_Work order_
Find the line that contains "Where can the curtain fold", then repeat it and each line after it to the end of the records, exactly.

_Data shown_
━━━━━━

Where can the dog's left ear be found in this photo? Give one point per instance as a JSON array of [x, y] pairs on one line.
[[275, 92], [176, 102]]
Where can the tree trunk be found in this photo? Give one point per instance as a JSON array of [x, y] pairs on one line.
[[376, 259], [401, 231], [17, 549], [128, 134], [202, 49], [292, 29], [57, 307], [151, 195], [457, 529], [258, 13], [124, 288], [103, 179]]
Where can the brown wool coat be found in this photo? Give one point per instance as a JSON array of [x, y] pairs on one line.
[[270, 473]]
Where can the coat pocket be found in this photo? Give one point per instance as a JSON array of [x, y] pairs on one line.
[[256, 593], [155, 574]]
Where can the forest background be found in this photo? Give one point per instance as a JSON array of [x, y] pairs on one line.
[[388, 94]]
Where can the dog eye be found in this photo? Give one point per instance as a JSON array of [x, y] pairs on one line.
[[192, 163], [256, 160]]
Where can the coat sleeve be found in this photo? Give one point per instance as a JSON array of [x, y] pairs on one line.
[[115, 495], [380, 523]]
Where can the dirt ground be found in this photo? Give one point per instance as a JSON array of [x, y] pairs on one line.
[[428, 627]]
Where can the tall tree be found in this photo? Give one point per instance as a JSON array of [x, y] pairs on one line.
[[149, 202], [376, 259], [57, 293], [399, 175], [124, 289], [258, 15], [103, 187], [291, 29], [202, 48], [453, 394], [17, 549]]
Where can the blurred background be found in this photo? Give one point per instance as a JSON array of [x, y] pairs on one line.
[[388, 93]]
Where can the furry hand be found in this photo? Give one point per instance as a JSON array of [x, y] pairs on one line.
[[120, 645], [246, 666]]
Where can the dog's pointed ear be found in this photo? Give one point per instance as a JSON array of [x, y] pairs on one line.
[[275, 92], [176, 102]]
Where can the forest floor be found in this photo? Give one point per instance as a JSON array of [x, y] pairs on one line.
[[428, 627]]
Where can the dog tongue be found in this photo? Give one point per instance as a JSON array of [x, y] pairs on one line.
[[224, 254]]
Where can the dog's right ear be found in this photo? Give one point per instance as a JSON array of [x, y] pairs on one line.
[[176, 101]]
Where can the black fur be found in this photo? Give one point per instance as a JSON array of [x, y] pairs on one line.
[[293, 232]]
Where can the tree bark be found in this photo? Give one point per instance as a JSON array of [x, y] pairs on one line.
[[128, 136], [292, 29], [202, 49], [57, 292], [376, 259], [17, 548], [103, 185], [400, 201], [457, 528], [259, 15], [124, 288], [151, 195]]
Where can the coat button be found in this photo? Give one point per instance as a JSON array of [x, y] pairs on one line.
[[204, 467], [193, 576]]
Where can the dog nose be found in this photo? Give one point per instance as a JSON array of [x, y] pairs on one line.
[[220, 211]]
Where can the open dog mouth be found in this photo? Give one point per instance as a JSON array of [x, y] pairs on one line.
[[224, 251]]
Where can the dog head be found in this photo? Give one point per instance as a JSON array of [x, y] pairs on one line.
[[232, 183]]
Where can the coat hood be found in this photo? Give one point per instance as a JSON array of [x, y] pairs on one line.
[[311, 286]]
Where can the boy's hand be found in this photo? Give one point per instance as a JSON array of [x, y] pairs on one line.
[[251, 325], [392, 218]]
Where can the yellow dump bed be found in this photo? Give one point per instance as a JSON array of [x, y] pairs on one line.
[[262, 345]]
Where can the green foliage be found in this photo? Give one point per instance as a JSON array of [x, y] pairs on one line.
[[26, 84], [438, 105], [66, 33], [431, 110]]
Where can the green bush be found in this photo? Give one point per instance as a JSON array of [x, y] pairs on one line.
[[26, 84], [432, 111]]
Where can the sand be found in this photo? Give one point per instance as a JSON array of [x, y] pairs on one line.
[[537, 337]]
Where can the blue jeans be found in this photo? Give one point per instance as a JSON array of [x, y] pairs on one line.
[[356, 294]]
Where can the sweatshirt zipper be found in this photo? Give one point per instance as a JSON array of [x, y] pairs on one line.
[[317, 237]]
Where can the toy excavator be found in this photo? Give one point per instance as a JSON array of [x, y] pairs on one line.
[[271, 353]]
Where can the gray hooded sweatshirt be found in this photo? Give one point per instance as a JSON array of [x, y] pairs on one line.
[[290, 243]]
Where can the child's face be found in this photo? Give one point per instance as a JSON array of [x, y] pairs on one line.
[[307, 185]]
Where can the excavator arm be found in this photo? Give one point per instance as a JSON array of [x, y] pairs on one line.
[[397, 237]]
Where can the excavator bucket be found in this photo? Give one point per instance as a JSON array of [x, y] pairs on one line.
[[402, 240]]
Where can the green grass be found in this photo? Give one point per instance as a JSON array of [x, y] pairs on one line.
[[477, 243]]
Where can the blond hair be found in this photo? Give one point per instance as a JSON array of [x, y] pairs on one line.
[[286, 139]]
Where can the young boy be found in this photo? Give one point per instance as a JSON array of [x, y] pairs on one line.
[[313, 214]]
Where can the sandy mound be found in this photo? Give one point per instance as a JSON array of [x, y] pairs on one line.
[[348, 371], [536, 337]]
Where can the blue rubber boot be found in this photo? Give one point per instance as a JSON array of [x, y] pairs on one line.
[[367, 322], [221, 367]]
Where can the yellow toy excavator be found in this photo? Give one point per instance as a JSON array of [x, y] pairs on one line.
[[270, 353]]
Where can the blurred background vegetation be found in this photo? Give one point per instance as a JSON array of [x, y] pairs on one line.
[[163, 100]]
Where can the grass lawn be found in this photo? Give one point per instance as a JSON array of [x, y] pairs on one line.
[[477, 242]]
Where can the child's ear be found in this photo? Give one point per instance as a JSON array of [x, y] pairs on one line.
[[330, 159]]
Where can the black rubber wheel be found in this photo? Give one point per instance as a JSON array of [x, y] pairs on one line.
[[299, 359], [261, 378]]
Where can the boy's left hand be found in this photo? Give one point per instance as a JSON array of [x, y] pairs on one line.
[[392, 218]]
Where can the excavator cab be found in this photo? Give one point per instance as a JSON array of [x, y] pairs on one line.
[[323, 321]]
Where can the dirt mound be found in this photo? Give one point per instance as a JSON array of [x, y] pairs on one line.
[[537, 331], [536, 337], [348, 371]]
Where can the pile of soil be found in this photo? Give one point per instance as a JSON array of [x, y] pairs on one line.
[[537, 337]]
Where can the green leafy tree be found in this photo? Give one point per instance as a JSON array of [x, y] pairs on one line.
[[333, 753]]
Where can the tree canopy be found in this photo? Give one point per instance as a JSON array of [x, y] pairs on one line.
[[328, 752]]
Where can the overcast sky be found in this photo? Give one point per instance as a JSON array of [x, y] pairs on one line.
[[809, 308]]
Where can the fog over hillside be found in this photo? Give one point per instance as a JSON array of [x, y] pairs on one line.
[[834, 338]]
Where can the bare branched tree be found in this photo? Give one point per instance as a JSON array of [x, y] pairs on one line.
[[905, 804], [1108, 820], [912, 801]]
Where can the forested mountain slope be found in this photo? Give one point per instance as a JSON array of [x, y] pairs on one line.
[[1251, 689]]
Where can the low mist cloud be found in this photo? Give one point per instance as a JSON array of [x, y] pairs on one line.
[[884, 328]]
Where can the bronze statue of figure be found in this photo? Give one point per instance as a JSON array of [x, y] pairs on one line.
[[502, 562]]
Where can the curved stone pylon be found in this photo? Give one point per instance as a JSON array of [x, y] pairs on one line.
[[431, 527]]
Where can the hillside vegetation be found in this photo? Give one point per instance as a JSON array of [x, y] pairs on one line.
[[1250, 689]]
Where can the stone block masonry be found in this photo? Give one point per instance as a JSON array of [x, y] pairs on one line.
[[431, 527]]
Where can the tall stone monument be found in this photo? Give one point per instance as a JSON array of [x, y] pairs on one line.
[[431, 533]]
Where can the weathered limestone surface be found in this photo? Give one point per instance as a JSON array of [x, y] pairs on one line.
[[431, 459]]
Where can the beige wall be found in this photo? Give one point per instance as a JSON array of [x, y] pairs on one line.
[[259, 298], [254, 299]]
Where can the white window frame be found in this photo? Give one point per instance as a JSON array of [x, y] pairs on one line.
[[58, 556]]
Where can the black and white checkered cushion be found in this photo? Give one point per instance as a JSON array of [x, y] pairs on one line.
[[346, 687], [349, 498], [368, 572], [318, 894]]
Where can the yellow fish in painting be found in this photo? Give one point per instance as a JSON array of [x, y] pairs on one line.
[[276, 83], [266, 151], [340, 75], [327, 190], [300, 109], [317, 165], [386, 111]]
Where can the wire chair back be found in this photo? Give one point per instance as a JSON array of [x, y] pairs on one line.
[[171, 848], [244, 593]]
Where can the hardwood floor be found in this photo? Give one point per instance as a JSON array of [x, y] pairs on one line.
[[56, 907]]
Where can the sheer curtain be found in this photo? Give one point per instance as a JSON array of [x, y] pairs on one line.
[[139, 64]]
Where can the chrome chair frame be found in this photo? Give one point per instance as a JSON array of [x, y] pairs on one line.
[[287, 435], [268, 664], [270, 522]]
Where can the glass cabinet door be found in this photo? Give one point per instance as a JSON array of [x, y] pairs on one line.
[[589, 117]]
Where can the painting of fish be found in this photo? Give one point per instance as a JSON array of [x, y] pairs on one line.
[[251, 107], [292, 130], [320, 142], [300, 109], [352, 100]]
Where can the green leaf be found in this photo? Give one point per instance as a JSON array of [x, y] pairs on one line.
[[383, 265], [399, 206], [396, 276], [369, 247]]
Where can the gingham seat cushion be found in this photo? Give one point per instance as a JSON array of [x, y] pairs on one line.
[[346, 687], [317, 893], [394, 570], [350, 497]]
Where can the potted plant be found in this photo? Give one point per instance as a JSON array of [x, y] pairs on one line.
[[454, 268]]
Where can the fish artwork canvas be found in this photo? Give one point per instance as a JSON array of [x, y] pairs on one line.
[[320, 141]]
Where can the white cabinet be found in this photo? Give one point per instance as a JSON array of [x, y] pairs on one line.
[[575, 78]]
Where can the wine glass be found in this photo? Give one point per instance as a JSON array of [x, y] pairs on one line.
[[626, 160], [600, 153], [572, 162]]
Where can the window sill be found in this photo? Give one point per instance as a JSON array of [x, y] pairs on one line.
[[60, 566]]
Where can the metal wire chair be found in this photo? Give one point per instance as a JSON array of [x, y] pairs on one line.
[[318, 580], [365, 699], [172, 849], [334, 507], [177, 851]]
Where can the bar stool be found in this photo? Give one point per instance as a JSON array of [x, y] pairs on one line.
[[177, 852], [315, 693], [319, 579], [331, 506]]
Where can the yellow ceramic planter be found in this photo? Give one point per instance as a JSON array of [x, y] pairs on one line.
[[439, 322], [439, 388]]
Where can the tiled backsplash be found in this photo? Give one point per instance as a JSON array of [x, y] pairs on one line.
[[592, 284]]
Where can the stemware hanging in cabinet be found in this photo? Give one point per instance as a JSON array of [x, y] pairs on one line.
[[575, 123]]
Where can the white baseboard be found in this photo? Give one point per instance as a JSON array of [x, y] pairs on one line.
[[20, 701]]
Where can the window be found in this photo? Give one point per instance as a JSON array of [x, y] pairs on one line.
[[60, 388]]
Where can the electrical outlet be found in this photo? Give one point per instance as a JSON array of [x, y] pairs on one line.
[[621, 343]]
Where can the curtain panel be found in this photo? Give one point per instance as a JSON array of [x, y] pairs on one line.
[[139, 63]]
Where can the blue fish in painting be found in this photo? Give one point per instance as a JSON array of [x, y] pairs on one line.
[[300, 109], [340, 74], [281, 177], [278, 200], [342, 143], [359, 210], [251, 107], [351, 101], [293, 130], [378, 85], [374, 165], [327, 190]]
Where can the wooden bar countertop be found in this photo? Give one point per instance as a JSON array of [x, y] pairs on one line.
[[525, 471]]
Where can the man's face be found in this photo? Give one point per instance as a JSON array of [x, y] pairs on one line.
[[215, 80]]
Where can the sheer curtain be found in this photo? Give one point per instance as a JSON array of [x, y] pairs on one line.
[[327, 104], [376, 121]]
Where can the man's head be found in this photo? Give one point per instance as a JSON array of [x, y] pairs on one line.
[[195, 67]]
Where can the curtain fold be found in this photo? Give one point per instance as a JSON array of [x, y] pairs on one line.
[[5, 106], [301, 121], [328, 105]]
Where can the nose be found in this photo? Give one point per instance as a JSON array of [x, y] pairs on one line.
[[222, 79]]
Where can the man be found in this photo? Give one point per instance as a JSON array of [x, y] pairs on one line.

━━━━━━

_Answer below_
Where can the curtain fold be found in this photo? Give one point per instance as a JSON array of [x, y] pairs on one line.
[[5, 106], [301, 121], [328, 105]]
Where can the nose be found in this photo? Give one point per instance as a JSON array of [x, y] pairs on one line.
[[222, 79]]
Where can the man be found in this photo? Give one point per instance as a JSON array of [x, y] pairs on one line.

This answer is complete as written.